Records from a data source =
---+---
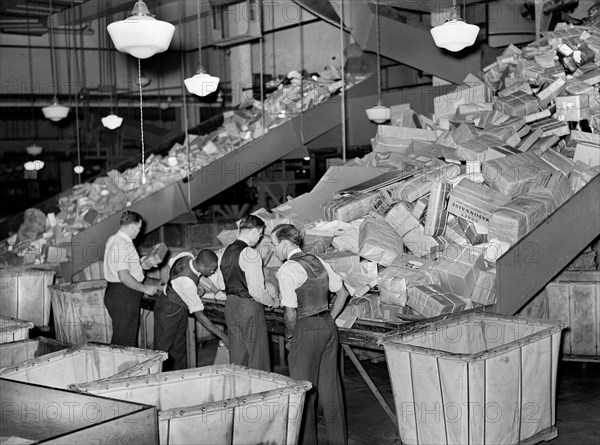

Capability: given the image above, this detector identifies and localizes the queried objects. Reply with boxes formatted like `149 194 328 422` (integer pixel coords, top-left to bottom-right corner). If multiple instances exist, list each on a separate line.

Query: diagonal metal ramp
67 76 375 276
295 0 500 83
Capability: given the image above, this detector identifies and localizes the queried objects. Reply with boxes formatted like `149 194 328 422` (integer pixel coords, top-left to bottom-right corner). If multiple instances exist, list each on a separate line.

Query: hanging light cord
196 0 202 67
375 0 382 106
138 59 146 185
48 0 58 99
298 20 304 147
179 0 192 206
340 2 346 163
71 0 81 184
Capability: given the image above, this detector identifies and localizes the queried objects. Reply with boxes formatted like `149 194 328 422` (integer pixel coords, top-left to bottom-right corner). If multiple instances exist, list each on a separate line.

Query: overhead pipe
0 100 221 108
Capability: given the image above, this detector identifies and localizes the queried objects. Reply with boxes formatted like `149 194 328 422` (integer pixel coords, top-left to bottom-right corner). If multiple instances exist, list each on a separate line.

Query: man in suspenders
221 215 279 371
271 224 348 444
154 249 227 371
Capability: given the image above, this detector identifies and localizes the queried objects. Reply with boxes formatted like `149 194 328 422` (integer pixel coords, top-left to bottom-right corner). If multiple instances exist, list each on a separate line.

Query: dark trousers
225 294 271 371
153 292 188 371
104 282 142 346
288 313 348 445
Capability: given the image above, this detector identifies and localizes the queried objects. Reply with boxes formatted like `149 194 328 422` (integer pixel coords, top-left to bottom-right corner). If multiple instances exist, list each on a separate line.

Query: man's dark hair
196 249 219 266
121 210 143 226
271 224 302 246
239 215 265 230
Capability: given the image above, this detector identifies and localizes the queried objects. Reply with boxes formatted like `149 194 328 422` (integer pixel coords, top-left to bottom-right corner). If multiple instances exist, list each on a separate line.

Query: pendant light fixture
366 0 392 124
42 0 69 122
106 1 175 59
431 0 479 52
25 142 44 156
100 14 123 130
184 0 220 97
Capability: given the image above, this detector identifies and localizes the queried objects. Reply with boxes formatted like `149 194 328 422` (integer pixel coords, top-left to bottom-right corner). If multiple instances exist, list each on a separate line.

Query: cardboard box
516 128 544 152
433 84 493 118
402 225 441 257
457 134 504 161
540 149 575 177
456 217 488 246
146 243 169 264
526 171 573 211
573 142 600 167
378 254 439 306
407 284 467 318
392 164 460 202
488 196 551 244
471 268 496 306
385 201 419 237
529 134 560 156
358 216 403 266
482 153 552 197
448 178 511 226
555 94 590 122
423 182 452 236
529 117 571 137
494 91 539 117
316 251 360 275
537 78 567 108
323 193 376 222
434 245 485 298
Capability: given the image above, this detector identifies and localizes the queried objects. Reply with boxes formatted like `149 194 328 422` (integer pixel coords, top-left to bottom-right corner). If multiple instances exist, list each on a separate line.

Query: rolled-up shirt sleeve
239 247 273 306
277 261 308 308
171 277 204 314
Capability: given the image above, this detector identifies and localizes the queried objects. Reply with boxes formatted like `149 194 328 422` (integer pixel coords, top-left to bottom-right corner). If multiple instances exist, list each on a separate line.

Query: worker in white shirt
104 211 160 346
220 215 279 371
154 249 228 371
271 224 348 445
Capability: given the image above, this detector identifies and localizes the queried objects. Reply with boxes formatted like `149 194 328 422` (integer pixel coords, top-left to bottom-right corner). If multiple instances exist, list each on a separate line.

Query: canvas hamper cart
49 280 112 345
0 344 167 388
0 379 158 445
0 315 33 343
0 337 73 370
0 266 55 327
77 365 312 445
380 313 565 445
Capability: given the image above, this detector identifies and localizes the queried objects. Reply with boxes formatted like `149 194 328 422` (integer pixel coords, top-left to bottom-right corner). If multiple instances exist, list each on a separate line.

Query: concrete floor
198 341 600 445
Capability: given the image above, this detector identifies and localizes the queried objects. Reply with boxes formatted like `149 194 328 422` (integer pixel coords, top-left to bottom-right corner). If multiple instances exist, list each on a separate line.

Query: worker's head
238 215 265 247
194 249 219 277
119 210 142 239
271 224 302 261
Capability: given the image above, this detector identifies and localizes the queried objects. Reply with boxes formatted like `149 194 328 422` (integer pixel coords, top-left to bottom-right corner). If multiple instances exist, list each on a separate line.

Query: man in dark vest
271 224 348 444
221 215 279 371
154 249 227 371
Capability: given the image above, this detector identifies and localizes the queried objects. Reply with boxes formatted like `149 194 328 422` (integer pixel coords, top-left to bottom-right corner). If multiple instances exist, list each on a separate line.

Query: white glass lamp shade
183 67 220 97
366 105 392 124
100 114 123 130
42 99 69 122
23 159 45 171
431 19 479 52
25 144 44 156
106 1 175 59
---+---
GIVEN EXERCISE = Report each line above that contains the string "white". Case counts.

ANSWER TO THIS EXERCISE =
Query: worker in white shirt
Query: white glass lamp shade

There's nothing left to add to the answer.